Given text:
"""
Note, we could have also used RandomSearchCV instead of GridSearchCV above. While both objects perform cross-validation, GridSearchCV is an exhaustive search of all parameter combinations in param_grid, while RandomSearchCV implements a randomized search of the hyperparameter space. Within RandomSearchCV, the n_iter argument controls how many random combinations of parameters to search over. A random search, as opposed to an exhaustive grid search, can be understood as trading runtime for solution quality.

At this point, nothing else needs to be done to the log_reg_grid object that represents the inner loop of our nested cross-validation procedure. However, to demonstrate this object can be used to find the optimal value of C (of those defined in C_grid), we can fit the object on X and y.

# Fitting grid search object, y=y)

# Getting optimal value of C
log_reg_grid.best_estimator_.C  # 0.3593813663804626

Outer $k$-Fold Cross-Validation Loop (Model Evaluation)

Now that we have constructed our inner $l$-fold cross-validation loop using GridSearchCV, we can implement it into an outer $k$-fold cross-validation loop using scikit-learn’s cross_val_score. Here, cross_val_score will iteratively perform cross-validation on the outer $k$ folds of our data to determine how well the optimal model with a particular C value found on the inner loop is performing.

Below, let’s perform an outer loop with cv=3 folds. cross_val_score will iteratively split the data into three folds, where one fold is a test set, and the other two folds are a training set. Then, our log_reg_grid search object will further perform 5-fold cross-validation on this training set to determine the optimal value of C, and then this model with the optimal value of C is evaluating on the test set. This process in then repeated until each outer fold is used as the test set once.
"""
Dataset:
"""
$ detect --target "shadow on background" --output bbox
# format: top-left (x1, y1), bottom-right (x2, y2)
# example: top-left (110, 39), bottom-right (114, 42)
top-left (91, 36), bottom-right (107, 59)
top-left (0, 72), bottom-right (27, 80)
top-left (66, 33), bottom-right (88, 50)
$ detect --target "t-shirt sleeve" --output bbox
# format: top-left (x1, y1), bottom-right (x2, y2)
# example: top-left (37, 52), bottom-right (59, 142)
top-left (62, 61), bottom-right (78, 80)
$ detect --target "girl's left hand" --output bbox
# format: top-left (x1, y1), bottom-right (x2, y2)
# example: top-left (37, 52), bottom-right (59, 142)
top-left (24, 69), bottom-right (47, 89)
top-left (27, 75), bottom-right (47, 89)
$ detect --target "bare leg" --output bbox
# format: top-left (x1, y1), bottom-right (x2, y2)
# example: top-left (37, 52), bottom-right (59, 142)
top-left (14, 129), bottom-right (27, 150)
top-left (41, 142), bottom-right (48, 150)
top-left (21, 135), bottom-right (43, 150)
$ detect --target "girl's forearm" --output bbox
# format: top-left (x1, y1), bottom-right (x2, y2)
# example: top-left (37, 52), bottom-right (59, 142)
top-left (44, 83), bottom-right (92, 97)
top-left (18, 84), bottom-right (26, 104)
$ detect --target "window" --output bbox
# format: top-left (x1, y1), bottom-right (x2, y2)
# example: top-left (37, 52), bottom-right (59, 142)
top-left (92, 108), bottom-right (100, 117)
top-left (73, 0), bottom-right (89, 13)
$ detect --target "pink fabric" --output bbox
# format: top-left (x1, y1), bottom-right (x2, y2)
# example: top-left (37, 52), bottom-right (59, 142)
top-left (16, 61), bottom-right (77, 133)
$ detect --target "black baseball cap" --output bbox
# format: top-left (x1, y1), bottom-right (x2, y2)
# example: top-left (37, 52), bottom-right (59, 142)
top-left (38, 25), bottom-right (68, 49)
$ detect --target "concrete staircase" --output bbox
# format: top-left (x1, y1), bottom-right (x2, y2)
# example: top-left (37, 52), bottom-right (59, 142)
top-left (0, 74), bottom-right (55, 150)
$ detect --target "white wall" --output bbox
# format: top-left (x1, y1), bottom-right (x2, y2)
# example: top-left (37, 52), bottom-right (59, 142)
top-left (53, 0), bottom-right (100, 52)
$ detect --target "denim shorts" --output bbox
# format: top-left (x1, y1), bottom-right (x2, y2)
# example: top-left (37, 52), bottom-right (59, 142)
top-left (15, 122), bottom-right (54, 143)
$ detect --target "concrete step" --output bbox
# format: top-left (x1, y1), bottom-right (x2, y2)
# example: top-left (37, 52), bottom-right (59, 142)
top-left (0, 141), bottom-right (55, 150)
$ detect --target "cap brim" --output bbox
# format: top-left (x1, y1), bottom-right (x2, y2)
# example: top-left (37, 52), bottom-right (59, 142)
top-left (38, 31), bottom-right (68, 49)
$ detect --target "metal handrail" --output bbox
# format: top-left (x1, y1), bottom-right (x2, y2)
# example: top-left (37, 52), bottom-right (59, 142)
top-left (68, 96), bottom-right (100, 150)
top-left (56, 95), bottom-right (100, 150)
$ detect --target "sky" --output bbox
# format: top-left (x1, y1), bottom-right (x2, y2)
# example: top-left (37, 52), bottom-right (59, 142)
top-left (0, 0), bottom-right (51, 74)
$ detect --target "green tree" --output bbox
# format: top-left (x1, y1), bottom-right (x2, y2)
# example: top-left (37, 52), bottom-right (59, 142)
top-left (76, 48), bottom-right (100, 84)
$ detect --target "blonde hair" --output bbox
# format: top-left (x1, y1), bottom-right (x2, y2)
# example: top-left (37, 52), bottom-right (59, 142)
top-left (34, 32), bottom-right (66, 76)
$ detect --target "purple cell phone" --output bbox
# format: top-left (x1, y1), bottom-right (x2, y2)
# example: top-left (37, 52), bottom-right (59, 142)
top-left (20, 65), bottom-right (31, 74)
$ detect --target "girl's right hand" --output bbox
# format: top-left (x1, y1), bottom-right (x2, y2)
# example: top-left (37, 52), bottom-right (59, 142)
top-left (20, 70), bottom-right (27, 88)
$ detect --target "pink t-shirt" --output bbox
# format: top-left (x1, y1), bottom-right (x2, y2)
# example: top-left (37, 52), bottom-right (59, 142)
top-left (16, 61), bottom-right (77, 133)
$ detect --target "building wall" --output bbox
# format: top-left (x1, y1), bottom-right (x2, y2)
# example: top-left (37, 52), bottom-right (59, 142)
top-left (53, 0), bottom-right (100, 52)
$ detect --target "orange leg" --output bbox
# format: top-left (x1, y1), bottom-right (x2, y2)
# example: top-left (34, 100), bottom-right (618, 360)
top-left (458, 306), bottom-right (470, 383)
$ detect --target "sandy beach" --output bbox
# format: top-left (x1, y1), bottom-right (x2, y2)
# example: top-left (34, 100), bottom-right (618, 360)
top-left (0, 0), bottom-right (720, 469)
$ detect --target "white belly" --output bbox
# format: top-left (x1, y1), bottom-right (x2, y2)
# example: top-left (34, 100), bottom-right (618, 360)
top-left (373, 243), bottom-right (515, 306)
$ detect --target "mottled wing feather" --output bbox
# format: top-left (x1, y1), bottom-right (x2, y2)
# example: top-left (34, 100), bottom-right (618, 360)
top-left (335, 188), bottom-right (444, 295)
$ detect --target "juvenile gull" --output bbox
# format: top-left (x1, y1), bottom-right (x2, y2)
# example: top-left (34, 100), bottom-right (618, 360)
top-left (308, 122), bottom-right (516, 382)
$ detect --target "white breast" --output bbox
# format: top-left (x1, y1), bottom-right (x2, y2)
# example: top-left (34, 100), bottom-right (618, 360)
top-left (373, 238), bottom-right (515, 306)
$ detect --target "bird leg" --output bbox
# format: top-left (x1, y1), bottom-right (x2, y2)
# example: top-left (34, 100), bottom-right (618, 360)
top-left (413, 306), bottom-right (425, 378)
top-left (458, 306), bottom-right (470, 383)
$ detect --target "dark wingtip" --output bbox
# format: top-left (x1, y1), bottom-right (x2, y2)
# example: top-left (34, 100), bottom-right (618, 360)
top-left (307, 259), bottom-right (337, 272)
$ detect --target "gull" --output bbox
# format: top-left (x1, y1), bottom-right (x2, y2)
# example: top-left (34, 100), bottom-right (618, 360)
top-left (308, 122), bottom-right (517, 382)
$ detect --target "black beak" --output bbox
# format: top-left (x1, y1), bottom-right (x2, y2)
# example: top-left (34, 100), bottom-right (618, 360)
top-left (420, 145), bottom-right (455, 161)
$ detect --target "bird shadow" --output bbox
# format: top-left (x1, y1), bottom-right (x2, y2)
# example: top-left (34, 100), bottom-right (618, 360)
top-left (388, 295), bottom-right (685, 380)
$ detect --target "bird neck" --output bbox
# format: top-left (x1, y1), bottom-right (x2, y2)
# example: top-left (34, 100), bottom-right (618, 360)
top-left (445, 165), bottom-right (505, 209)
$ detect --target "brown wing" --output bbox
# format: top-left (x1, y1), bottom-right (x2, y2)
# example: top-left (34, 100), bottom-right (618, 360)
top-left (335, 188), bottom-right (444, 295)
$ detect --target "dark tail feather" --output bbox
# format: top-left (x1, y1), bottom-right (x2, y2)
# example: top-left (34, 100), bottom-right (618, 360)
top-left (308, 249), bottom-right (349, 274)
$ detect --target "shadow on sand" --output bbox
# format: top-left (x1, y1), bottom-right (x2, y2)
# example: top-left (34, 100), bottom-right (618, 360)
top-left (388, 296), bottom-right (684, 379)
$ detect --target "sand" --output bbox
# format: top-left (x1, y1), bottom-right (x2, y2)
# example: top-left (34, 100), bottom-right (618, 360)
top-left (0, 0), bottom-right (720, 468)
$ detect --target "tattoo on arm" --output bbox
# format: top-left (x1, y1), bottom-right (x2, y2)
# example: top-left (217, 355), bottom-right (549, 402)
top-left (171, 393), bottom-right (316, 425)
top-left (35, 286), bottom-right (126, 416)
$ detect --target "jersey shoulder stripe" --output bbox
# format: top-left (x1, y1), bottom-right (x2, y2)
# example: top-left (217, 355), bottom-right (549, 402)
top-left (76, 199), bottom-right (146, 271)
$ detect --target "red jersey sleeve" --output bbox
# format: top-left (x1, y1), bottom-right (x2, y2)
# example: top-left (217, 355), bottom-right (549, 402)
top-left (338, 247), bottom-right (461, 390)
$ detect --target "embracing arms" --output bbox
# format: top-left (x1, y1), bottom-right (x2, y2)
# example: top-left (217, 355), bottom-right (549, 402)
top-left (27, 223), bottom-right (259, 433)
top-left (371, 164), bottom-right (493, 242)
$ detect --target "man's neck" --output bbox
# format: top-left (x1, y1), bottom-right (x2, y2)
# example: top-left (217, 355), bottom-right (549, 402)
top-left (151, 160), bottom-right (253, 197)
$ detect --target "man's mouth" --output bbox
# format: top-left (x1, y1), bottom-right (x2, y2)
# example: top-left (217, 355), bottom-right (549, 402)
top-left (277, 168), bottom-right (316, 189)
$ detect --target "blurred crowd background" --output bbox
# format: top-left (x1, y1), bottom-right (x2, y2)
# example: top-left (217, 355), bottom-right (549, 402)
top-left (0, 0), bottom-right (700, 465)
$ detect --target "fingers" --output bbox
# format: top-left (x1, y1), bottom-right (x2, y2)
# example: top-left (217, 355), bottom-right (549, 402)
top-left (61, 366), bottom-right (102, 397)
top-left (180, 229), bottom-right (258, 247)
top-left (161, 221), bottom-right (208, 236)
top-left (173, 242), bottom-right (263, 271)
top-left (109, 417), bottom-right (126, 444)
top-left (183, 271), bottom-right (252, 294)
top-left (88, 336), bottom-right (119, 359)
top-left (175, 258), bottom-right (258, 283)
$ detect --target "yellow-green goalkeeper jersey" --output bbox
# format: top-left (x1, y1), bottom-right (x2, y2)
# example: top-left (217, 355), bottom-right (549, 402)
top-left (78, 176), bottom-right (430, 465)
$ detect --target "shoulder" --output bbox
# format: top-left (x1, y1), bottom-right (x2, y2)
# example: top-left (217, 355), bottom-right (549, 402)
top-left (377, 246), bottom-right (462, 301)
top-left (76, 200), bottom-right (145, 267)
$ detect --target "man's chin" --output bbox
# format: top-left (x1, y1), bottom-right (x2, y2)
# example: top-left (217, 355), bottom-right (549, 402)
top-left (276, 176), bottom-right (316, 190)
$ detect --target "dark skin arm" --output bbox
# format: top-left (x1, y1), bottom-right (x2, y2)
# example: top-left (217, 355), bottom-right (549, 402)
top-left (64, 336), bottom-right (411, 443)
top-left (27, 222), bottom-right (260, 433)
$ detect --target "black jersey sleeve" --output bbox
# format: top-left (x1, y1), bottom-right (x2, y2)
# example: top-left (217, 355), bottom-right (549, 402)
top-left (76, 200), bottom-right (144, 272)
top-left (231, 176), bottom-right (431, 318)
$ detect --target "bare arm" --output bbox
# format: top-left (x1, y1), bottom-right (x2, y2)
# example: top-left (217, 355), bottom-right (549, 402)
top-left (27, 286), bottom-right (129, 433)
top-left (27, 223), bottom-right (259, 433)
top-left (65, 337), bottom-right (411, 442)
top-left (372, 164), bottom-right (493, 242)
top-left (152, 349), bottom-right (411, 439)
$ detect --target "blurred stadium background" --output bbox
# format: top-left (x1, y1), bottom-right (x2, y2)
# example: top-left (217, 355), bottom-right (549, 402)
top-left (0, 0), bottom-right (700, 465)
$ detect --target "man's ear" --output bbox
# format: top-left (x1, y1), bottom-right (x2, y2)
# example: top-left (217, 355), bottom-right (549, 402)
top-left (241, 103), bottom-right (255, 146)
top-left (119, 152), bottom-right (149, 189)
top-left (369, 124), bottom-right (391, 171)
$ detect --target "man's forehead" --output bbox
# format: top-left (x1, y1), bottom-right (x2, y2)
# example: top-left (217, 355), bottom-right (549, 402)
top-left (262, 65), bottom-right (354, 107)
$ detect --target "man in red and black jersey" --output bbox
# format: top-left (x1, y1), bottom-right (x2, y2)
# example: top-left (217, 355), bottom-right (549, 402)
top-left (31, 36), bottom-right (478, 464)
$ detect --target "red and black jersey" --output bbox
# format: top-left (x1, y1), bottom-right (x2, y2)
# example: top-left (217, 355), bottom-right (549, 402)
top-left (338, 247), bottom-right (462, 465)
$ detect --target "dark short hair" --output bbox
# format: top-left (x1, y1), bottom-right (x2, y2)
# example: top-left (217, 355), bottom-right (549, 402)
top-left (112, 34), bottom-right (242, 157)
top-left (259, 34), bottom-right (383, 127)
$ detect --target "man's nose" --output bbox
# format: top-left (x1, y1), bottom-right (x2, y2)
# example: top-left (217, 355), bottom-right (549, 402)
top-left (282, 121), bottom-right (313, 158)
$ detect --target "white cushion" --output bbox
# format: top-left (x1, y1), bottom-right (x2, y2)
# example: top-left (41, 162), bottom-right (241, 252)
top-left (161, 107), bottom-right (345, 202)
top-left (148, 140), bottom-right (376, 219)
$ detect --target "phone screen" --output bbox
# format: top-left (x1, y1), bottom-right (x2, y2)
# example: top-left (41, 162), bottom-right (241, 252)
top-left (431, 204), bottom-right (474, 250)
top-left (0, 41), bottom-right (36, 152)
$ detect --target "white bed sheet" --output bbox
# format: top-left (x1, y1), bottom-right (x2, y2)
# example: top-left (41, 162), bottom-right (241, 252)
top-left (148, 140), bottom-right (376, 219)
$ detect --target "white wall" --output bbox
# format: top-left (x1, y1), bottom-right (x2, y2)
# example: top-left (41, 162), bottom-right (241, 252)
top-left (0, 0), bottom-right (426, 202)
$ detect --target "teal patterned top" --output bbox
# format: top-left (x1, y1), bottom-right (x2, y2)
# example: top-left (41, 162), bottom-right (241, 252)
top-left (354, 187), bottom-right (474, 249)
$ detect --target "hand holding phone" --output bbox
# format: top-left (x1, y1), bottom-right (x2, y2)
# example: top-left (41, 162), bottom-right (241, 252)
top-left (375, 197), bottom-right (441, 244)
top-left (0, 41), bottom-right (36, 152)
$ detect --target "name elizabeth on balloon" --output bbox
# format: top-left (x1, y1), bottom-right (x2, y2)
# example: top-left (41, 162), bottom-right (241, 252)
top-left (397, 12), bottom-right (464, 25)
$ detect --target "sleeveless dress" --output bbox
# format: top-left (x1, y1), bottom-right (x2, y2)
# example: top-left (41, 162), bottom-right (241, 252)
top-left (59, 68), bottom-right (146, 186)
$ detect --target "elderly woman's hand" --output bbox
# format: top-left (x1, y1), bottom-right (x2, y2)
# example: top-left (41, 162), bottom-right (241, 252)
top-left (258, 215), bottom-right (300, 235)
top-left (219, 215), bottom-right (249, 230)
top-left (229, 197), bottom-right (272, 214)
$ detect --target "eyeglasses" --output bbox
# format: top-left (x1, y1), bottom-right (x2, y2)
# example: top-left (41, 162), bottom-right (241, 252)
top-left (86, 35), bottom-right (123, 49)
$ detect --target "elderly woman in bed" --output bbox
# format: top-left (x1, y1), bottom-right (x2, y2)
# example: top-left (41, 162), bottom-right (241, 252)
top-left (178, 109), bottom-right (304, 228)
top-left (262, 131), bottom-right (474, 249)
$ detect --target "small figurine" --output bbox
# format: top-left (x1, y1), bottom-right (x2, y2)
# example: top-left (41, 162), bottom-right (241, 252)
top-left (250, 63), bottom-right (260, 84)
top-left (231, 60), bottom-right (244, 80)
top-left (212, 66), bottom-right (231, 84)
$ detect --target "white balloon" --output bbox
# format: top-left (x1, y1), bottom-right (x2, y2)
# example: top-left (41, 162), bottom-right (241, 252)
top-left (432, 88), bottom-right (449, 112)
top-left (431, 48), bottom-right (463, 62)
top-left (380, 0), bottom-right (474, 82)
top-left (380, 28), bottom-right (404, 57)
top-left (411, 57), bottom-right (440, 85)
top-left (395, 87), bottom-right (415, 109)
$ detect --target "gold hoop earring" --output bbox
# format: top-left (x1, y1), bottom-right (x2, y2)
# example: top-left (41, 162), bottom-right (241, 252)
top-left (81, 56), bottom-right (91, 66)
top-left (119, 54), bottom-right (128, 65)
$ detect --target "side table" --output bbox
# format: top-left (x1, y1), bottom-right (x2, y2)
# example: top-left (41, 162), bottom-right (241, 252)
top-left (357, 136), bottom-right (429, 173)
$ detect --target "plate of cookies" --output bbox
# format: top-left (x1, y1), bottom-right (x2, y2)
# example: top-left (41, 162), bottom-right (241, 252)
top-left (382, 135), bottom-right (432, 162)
"""
Exercise instructions:
a – In one to three sentences, explain why the nested cross-validation walkthrough fits the log_reg_grid object on X and y even though nothing else needs to be done to it.
b – Write the next part of the nested cross-validation walkthrough, picking up after its last sentence.
The material has no connection to the nested cross-validation walkthrough.

Per-task answers:
a – The fit is a demonstration, not a required step. It shows that the log_reg_grid object can find the optimal value of C among the values defined in C_grid.

b –
>>> from sklearn.model_selection import cross_val_score

>>> scores = cross_val_score(estimator=log_reg_grid, X=X, y=y, cv=3)
>>> scores
array([0.97894737, 0.97368421, 0.97883598])

Each of the above three values represent an unbiased test error estimate for our regularized logistic regression model. We can evaluate the mean of these values to evaluate how well our model is performing.

>>> scores.mean()

Note, this evaluation tells us how well our model is performing with hyperparameter tuning as a part of the fitting procedure. By definition, the nested cross-validation procedure allows us to evaluate model performance where hyperparameter turning is an integral part of the fitting procedure.

If we are interested in what the overall optimal value of C is - or any other hyperparameters in the general case - we should instead perform $k$-fold cross-validation on the entire dataset, and select the hyperparameter values that result in the lowest test error estimates.

Drawbacks of Nested Cross-Validation

While nested cross-validation is a useful procedure, it does have some drawbacks. The most obvious drawback is that it can be very computationally expensive. To fit a nested cross-validation procedure with $k$ outer folds, $l$ inner folds, and $m$ unique hyperparameter combinations, we need to perform $k \cdot l \cdot m$ model fits. In our above example with 3 outer folds, 5 inner folds, and 10 unique C candidates, we fit our logistic regression model 150 times. Of course, on our small dataset, and with a simple model fitting procedure, this was not too expensive. On larger datasets or models with more complex fitting procedure, nested cross-validation can be much more computationally expensive.

While more of a comment than a drawback, nested cross-validation is most useful when we have a few thousand observations or fewer. On larger datasets, we can perform model evaluation and hyperparameter tuning on the same folds without optimistically biasing our test error estimates as severely. That is not to say we will still not underestimate the test error of our model to some degree, and it is best practice to still perform nested cross-validation.